TASK 1 –
Reproduce the book review below, starting with "Book Review: I’ll" and going on through "in the genre.", substituting "crime writing" for "true crime" each time it appears.

TEXT SEGMENT –
== == ==

Book Review: I’ll Be Gone in the Dark by Michelle McNamara
I’ll Be Gone in the Dark: One Woman’s Obsessive Search for the Golden State Killer by Michelle McNamara
My rating: 4.5 of 5 stars
I’ve heard amazing things about I’ll Be Gone in the Dark: One Woman’s Obsessive Search for the Golden State Killer. One of my resolutions for 2020 is to read more nonfiction that I find interesting, and true crime is a topic that is endlessly fascinating to me. I expected to be caught up in the chase for an elusive killer. What I didn’t expect was breathtaking, engaging prose dripping with compassion and empathy for the victims. Beautifully written and deeply insightful, this book was an experience unlike any other I’ve yet found in the genre.
“I love reading true crime, but I’ve always been aware of the fact that, as a reader, I am actively choosing to be a consumer of someone else’s tragedy. So like any responsible consumer, I try to be careful in the choices I make. I read only the best: writers who are dogged, insightful, and humane.” – from the introduction, written by Gillian Flynn
I’m blown away by the level of research McNamara put into this book, and the fact that she didn’t give the killer center stage, because he didn’t deserve the attention. Instead, she focused on the victims, on the ties that bound them together, on their lives and how those lives were forever changed by said criminal. Something I found interesting is how seamlessly McNamara wove her own memoir into a work of true crime without the book ever truly becoming about her. We see how consumed with the hunt she becomes as she mixes the crime narrative with what her days look like, how the case began to interrupt her sleep and her life with her husband, who she always painted as immensely understanding. We follow along as McNamara hunts down the tiniest wisps of clues, spending countless hours mining every bit of information she can find for the slightest details that might have been overlooked.
“He loses his power when we know his face.”

== == ==

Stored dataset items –
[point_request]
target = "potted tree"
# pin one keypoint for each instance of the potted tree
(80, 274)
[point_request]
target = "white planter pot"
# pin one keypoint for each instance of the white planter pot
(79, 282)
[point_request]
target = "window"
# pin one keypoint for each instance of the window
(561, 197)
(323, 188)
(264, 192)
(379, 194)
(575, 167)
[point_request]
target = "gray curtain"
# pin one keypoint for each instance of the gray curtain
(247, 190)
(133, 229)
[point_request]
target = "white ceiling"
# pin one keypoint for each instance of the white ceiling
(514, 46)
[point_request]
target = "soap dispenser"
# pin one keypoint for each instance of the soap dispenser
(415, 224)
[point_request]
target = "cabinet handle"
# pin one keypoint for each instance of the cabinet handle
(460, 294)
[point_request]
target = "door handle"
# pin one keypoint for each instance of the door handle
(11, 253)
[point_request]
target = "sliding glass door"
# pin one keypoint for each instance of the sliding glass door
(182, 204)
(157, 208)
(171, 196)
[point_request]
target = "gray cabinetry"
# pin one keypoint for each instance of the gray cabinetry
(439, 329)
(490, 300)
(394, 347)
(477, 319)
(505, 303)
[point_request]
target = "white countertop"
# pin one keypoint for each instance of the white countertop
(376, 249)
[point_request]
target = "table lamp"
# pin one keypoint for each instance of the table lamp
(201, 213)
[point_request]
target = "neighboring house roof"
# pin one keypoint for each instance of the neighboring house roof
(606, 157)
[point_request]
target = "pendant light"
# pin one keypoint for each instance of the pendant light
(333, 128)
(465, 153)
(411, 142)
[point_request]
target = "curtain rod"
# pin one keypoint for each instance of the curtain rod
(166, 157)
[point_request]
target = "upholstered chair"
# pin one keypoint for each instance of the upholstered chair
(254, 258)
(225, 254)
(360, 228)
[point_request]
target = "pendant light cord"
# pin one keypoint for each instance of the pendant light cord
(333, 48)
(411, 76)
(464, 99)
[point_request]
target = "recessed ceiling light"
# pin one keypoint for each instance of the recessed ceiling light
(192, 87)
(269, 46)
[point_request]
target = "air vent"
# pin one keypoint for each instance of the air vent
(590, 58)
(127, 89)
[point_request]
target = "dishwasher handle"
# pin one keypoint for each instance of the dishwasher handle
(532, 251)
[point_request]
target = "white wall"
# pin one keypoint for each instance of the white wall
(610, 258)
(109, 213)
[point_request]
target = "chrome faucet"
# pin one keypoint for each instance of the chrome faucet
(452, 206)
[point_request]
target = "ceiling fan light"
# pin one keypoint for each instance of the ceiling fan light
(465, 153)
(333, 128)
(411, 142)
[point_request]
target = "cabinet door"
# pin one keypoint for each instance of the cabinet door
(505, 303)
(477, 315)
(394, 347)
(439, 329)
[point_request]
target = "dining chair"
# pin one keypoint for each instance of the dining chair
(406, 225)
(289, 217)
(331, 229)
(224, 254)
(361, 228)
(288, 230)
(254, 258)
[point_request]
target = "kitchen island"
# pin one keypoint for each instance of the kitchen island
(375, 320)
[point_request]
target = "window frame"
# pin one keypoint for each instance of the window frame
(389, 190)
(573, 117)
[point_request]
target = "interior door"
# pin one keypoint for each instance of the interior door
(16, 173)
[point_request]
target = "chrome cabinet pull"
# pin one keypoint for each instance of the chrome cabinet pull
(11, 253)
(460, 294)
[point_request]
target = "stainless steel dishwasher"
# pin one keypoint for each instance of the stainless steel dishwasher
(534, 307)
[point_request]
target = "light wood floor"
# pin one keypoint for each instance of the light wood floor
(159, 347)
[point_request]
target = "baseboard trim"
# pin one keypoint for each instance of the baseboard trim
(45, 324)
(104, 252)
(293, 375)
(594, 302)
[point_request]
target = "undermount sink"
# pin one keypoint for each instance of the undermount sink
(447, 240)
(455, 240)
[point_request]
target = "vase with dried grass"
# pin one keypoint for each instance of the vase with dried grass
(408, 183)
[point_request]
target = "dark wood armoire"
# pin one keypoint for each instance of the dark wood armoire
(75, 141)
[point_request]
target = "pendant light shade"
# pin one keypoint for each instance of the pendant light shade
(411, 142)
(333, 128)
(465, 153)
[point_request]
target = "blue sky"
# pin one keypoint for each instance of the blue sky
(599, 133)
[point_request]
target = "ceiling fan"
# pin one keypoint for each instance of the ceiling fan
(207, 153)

== == ==

TASK 2 –
Count the lines in the rows above that contain the string "stainless", treating case as significant, and give only the number.

OUTPUT 1 –
Book Review: I’ll Be Gone in the Dark by Michelle McNamara
I’ll Be Gone in the Dark: One Woman’s Obsessive Search for the Golden State Killer by Michelle McNamara
My rating: 4.5 of 5 stars
I’ve heard amazing things about I’ll Be Gone in the Dark: One Woman’s Obsessive Search for the Golden State Killer. One of my resolutions for 2020 is to read more nonfiction that I find interesting, and crime writing is a topic that is endlessly fascinating to me. I expected to be caught up in the chase for an elusive killer. What I didn’t expect was breathtaking, engaging prose dripping with compassion and empathy for the victims. Beautifully written and deeply insightful, this book was an experience unlike any other I’ve yet found in the genre.

OUTPUT 2 –
2